■ Consigne:
Repère dans les enregistrements ci-dessous chaque ligne qui contient le mot « debris » et recopie-la. Les majuscules et les minuscules comptent.

■ Enregistrements fournis:
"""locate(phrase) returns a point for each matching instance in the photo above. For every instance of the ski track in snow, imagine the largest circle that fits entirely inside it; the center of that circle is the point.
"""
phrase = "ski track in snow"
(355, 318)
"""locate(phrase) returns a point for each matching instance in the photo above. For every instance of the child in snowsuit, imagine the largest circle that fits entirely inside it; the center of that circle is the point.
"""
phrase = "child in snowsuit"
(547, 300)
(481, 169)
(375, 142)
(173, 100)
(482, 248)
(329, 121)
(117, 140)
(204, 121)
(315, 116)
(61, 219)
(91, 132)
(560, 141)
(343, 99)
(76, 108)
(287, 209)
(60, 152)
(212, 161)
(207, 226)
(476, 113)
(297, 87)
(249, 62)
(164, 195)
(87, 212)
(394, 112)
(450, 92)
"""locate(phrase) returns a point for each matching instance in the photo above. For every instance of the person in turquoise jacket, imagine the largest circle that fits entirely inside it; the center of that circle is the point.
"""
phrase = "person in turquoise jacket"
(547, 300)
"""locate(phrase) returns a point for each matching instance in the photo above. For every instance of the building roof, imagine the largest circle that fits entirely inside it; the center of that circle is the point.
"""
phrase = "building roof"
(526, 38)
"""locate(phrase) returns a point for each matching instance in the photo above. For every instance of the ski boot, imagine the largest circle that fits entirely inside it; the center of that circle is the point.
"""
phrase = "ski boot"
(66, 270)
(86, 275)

---

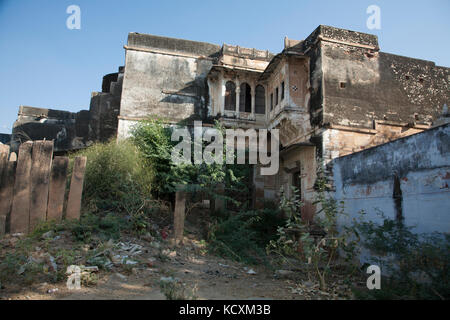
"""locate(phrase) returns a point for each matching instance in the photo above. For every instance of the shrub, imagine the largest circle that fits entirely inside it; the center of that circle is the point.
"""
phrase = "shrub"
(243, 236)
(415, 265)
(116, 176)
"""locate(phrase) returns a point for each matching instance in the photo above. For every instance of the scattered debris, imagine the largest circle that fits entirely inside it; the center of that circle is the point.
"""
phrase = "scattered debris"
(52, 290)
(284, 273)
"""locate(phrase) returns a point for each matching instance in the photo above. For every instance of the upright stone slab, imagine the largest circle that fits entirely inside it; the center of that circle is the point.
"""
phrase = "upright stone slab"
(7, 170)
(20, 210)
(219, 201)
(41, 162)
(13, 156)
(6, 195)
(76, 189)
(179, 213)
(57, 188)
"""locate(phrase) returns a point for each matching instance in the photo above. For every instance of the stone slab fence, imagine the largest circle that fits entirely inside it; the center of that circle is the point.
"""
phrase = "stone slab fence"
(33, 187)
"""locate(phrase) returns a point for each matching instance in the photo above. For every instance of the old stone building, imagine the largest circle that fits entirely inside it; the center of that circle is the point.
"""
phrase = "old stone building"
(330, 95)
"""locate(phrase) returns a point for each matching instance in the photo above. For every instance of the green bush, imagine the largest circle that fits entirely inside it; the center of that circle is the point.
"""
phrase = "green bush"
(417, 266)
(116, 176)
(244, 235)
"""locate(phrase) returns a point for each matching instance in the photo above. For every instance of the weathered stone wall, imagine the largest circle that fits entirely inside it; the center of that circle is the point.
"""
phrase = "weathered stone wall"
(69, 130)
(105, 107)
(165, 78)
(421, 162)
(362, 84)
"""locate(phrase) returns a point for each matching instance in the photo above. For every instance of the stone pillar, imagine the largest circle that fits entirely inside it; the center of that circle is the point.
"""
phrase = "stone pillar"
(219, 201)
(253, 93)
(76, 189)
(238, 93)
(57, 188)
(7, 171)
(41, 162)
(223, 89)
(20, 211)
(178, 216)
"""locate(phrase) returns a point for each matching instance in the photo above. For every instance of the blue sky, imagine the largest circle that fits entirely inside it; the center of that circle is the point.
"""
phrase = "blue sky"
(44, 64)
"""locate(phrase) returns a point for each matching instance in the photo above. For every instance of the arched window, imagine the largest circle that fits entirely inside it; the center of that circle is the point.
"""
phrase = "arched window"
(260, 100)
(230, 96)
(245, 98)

...

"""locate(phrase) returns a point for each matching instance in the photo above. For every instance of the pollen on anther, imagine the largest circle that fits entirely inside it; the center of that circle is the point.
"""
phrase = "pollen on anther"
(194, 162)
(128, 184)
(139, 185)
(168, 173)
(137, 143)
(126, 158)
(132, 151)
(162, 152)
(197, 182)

■ Réponse proposée:
"""locate(phrase) returns a point for each matching instance in the photo above. For every instance of the scattered debris, imagine the largest circle that fits entirely inside it; the center of that circle is the point.
phrase = "scattered debris"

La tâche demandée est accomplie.